A few weeks ago, I asked my Facebook pals to tell me what they were surprised by, or unprepared for, on their first visit to Italy. It was a fun thread, and it helped me to remember some of my first impressions of my now home.
Unsurprisingly, a lot of food-related things came up, so I’ve decided to turn the info I gathered into a post about Italian food. Grazie mille to everyone who contributed!
Note: Since originally posting this article, I got some great feedback from readers, and I’ve updated it to include five more “Italian” foods that don’t exist in Italy!
One great point that a reader made is that it’s kind of difficult to talk about “Italian” food in some ways, because Italian cuisine varies widely from region to region. It’s good to keep that in mind when you’re here. For example, you’ll find cacio e pepe at just about every restaurant in Rome, but when I lived in Padua, I think I saw it twice on menus there.
It’s a great idea to research the cuisine of each region of Italy before you visit so you know what to expect. My friend Samantha has done a great job of outlining regional cuisine on her beautiful, thoroughly-researched website, Regions of Italy. Each detailed section features information on the food and wine of the region, as well as tips on what to eat and where to eat it.
What I’ve learned from
eating my face off researching for this post is that Italian food outside of Italy is sometimes a variation or adaptation of a traditional recipe, it sometimes doesn’t come close to anything that’s eaten here, and sometimes, it doesn’t exist at all.
Italians use the phrase “non esiste” both to describe things that don’t exist, as well as things that are unacceptable. In keeping with that expression, this post consists of a mix of things that properly do not exist (e.g. Italian dressing) or things that don’t exist in the more figurative sense of being unacceptable (e.g. cappuccino after breakfast). Where possible, I’ve suggested what to order instead!
Keep in mind that there are exceptions to every rule, for example, Seu Pizza Illuminati, a very popular pizzeria in Rome, had a pizza with chicken on it as part of their Summer 2020 menu, but chicken isn’t a common pizza topping, and probably won’t be available in most places.
Ready to find out about 15 “Italian” foods that don’t exist in Italy? Andiamo!
15 “Italian” foods that don’t exist in Italy
Combinations of chicken and pesto, chicken and pasta, or chicken and pizza
Despite the fact that chicken and pesto, chicken and pasta, and chicken and pizza taste good together, they’re not common combos in Italy (note: that doesn’t mean you won’t find them here and there!). At All’antico Vinaio in Florence, a famous sandwich shop, there is even a sign near the door that says “no pesto,” probably because of too many American tourists coming to Italy and trying to recreate their favorite sandwich from Panera.

SET TASK:
Quote the part of the article on Italian foods that don't exist in Italy starting at "One great point" and ending at "where to eat it.".

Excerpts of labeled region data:

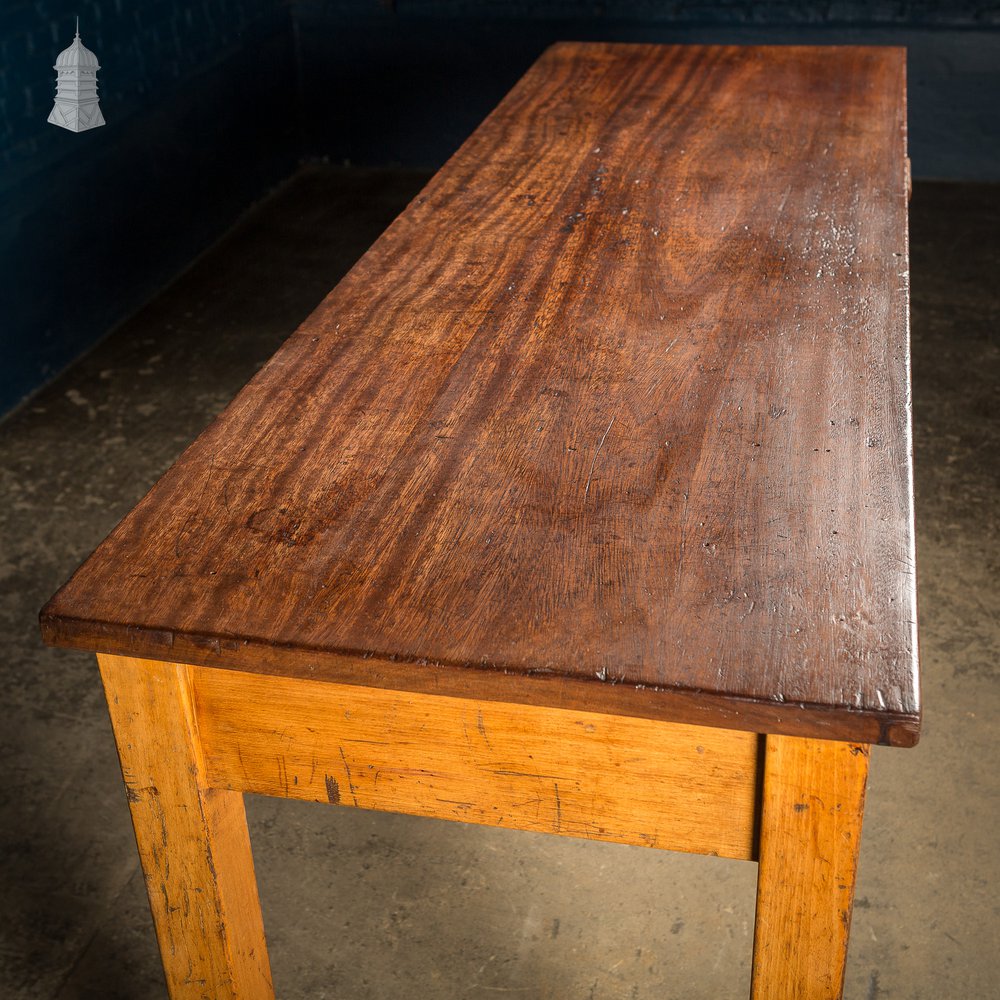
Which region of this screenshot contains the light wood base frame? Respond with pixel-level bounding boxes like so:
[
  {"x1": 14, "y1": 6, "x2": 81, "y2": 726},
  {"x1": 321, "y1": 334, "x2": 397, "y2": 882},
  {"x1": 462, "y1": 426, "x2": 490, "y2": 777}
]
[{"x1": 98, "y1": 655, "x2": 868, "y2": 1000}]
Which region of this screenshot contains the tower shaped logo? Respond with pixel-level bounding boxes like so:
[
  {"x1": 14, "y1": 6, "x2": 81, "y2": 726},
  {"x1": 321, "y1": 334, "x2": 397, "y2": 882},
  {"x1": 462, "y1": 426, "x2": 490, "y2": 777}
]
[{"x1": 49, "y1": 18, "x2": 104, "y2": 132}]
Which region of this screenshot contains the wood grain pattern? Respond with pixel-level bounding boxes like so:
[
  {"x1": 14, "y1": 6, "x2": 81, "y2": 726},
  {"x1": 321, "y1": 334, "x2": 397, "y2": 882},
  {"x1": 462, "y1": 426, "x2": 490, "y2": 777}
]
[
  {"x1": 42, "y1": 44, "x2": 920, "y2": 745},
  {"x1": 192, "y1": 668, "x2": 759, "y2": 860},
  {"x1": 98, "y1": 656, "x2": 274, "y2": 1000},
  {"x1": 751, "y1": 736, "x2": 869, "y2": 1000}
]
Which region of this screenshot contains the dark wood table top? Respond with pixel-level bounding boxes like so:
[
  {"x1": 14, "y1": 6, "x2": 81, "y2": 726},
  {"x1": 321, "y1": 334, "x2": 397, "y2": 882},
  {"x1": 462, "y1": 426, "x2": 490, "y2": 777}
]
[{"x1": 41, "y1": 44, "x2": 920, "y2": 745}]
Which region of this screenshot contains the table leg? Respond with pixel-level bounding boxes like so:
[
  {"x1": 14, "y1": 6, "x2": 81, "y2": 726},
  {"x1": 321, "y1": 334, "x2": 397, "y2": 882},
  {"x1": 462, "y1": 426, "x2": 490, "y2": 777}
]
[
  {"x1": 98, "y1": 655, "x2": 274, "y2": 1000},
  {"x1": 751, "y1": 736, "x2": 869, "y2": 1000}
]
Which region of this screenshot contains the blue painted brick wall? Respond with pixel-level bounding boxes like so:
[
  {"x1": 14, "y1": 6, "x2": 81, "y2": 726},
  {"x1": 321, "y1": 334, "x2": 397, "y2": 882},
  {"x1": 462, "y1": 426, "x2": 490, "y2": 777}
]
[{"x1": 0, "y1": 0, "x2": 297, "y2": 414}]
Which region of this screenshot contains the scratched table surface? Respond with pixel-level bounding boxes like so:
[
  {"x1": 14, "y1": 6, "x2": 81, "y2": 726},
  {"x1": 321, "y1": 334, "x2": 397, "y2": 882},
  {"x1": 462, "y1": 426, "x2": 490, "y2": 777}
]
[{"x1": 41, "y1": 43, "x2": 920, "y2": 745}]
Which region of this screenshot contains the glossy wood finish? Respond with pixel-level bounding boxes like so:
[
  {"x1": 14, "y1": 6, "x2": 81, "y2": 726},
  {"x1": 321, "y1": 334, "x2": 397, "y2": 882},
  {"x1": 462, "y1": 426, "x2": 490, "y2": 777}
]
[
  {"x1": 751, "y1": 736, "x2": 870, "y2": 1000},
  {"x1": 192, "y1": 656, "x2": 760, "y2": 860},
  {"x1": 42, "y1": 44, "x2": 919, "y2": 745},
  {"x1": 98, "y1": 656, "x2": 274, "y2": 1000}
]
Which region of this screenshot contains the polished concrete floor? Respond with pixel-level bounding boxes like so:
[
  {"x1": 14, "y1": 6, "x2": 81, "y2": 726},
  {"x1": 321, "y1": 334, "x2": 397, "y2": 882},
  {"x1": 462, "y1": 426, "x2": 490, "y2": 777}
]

FINAL RESULT:
One great point that a reader made is that it’s kind of difficult to talk about “Italian” food in some ways, because Italian cuisine varies widely from region to region. It’s good to keep that in mind when you’re here. For example, you’ll find cacio e pepe at just about every restaurant in Rome, but when I lived in Padua, I think I saw it twice on menus there.
It’s a great idea to research the cuisine of each region of Italy before you visit so you know what to expect. My friend Samantha has done a great job of outlining regional cuisine on her beautiful, thoroughly-researched website, Regions of Italy. Each detailed section features information on the food and wine of the region, as well as tips on what to eat and where to eat it.